KUTIPAN PILIHAN:

Menurut data Organisasi Kesehatan Dunia (WHO) pada 2017, kecemasan dan depresi merupakan gangguan jiwa dengan prevalensi tertinggi. Lebih dari 200 juta orang di dunia mengalami kecemasan dan 322 juta orang mengalami depresi. Adapun depresi merupakan penyebab utama kematian karena bunuh diri.
Studi dari Columbia University’s Mailman School of Public Health menyatakan, prevalensi depresi global selama pandemi adalah 24 persen, sementara kecemasan 21 persen. Survei Perhimpunan Dokter Spesialis Kedokteran Jiwa Indonesia (PDSKJI) pada 2020 juga menunjukkan gangguan kesehatan jiwa yang relatif tinggi, yaitu depresi (62 persen), kecemasan (65 persen), dan trauma (75 persen).
WHO memperkirakan ada 800.000 kematian akibat bunuh diri setiap tahun secara global. Angka ini setara satu kematian per 40 detik.
Sandersan mengatakan, ada 2,6 kasus bunuh diri di Indonesia per 100.000 orang pada 2019. Tingkat bunuh diri pada laki-laki tiga kali lebih tinggi daripada perempuan. Namun, perempuan lebih banyak melakukan percobaan bunuh diri dibandingkan laki-laki.
Laporan dari Polri menyatakan, ada 671 orang yang bunuh diri pada 2020. Sementara itu, data dari Potensi Desa dan Badan Pusat Statistik (BPS) pada 2020 mencatat 5.787 kejadian bunuh diri dan percobaan bunuh diri.
Meski demikian, Sandersan mengatakan, kualitas data bunuh diri di Indonesia dinilai belum baik oleh WHO. Hal ini berpengaruh terhadap penanganan bunuh diri. Ia menilai intervensi dan penanganan bunuh diri di Indonesia belum memadai.
”Belum ada data yang merekam bunuh diri. Akibatnya, kita tidak tahu seberapa besar masalah sebenarnya itu. Adanya stigma juga membuat banyak kasus tidak dilaporkan,” kata Sandersan.
Direktur Pencegahan dan Pengendalian Masalah Kesehatan Jiwa dan Napza (P2MKJN) Kementerian Kesehatan Celestinus Eigya Munthe mengatakan, bunuh diri menjadi penyebab kematian kedua tertinggi untuk penduduk usia 15-29 tahun. Pikiran hingga tindakan bunuh diri akan menurunkan kualitas hidup seseorang.

DATA:
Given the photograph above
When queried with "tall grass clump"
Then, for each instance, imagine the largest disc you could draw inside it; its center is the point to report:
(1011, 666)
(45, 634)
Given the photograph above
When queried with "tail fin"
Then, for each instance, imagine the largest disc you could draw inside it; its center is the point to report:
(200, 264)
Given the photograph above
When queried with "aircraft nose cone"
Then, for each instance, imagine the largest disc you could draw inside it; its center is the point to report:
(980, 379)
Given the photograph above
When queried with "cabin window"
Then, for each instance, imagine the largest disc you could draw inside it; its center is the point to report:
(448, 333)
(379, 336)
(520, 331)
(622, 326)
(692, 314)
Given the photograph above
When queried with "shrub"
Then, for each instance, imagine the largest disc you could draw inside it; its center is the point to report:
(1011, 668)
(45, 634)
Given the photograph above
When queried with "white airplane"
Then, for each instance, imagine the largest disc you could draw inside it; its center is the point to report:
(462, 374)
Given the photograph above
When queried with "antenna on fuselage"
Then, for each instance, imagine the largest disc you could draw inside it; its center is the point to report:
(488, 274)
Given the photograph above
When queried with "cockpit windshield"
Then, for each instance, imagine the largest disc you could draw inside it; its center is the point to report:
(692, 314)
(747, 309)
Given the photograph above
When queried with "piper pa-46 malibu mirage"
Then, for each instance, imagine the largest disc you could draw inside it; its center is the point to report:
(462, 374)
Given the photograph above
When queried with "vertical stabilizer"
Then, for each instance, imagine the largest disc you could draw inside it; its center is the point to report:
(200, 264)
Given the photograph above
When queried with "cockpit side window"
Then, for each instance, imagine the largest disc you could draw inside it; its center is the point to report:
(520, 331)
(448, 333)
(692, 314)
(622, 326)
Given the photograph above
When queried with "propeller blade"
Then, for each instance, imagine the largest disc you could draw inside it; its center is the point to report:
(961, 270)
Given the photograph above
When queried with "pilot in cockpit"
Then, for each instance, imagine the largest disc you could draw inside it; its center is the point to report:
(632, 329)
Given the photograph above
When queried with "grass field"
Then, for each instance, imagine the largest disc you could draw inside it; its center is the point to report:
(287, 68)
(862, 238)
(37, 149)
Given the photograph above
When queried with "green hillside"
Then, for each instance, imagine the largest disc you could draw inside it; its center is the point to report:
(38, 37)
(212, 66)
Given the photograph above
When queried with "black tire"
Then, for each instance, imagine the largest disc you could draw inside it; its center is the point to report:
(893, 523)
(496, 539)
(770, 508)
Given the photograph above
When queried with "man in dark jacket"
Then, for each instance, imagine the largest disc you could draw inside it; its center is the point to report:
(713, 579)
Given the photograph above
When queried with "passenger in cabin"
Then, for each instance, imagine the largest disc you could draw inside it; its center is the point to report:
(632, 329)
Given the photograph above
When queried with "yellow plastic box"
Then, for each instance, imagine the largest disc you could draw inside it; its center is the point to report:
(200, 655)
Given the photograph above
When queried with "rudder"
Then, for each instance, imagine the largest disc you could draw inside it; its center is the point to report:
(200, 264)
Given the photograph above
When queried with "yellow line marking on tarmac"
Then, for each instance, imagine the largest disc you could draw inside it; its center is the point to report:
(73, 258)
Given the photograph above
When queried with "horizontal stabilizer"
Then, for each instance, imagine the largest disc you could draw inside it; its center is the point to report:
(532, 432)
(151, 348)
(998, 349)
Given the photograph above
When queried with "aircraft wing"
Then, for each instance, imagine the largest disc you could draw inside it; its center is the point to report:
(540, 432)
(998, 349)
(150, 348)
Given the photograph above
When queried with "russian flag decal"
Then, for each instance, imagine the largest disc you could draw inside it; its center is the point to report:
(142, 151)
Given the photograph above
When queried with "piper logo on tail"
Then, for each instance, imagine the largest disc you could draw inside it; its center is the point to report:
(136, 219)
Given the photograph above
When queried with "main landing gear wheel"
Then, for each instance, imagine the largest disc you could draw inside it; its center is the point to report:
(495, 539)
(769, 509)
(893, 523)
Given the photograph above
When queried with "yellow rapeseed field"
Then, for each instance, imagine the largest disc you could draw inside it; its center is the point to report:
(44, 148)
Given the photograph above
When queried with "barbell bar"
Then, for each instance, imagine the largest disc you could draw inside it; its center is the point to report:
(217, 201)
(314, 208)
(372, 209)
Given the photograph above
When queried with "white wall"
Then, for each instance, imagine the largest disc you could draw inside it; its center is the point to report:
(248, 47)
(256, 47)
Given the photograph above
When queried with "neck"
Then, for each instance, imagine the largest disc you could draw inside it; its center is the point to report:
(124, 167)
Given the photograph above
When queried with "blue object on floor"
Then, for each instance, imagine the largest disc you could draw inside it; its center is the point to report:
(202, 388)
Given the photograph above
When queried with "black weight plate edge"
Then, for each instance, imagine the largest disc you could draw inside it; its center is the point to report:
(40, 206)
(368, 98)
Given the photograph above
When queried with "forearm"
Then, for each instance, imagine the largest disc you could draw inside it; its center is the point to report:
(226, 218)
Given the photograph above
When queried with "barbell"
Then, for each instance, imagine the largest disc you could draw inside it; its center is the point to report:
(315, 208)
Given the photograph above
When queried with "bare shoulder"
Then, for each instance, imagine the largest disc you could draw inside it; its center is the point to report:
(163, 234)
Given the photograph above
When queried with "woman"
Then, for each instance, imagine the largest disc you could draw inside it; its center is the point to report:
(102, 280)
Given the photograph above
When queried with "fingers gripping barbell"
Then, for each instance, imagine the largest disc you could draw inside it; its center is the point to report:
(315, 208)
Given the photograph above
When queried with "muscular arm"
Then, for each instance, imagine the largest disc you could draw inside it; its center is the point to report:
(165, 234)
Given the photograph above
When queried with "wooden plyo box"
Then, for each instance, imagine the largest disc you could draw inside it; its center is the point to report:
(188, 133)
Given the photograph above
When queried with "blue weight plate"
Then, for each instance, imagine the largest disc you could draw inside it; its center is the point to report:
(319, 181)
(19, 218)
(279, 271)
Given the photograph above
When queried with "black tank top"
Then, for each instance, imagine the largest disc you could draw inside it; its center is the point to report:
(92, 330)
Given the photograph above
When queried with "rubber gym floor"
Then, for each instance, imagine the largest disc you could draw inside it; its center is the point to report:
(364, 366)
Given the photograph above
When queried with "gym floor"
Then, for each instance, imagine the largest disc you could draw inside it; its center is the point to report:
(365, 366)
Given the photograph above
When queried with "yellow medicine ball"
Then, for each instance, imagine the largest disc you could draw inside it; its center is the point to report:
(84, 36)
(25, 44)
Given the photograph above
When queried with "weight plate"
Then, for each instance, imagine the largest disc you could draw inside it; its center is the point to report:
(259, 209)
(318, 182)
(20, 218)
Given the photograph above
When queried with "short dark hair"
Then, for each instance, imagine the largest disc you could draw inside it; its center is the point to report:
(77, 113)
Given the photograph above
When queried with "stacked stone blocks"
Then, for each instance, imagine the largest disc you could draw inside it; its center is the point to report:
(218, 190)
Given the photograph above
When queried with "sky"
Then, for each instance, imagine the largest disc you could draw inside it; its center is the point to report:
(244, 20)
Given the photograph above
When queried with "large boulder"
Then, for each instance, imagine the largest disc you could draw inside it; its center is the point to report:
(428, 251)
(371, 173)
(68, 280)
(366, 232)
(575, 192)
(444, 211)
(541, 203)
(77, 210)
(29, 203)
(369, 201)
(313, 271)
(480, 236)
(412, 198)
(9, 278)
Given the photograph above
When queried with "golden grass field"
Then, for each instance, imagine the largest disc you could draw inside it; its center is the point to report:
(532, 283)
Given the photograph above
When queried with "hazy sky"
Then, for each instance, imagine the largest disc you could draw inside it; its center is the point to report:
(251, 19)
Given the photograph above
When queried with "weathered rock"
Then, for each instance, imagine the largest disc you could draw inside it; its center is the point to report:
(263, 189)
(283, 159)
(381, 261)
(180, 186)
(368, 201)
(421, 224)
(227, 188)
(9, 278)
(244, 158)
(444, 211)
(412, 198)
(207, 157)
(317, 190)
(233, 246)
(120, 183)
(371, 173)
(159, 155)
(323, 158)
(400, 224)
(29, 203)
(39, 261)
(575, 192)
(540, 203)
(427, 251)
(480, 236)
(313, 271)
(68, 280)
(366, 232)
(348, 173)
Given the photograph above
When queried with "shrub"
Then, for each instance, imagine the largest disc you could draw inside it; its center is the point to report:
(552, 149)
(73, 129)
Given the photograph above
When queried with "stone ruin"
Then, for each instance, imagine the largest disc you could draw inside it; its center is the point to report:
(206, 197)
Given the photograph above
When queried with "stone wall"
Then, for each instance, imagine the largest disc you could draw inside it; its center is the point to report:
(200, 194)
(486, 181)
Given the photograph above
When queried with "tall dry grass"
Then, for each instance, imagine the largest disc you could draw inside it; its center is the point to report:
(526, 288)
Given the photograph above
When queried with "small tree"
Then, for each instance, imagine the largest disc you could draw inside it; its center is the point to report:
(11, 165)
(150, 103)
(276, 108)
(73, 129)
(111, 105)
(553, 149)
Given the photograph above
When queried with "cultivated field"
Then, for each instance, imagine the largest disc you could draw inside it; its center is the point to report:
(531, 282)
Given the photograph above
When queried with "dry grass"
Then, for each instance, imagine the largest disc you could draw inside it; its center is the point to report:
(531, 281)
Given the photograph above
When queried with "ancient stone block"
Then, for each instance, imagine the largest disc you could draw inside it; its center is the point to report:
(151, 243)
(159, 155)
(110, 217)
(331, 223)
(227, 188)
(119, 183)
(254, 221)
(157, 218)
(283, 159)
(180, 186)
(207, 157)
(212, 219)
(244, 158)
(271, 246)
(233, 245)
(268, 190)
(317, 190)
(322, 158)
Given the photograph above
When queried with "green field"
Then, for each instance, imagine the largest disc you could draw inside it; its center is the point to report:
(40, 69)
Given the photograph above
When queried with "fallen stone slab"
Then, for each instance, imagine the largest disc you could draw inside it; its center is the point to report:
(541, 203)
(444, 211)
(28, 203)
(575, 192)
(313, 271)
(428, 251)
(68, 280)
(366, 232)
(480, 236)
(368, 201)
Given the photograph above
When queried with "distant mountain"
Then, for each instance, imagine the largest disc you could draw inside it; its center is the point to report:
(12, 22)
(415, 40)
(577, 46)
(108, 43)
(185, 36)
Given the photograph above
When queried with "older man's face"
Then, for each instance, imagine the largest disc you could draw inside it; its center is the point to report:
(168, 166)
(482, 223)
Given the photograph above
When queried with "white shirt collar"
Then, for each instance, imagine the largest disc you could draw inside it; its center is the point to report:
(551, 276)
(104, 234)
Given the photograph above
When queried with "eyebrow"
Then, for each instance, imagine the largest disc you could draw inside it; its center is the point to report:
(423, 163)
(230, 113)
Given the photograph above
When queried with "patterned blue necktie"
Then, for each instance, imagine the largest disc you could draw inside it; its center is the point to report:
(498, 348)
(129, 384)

SOAL LATIHAN:
a) Dalam kutipan pilihan, berapa jumlah kematian akibat bunuh diri setiap tahun secara global menurut perkiraan WHO?
b) Terjemahkan kalimat dari kutipan pilihan ini ke dalam bahasa Inggris: "Tingkat bunuh diri pada laki-laki tiga kali lebih tinggi daripada perempuan."

HASIL PER TUGAS:
a) 800.000 kematian setiap tahun.

b) The suicide rate among men is three times higher than among women.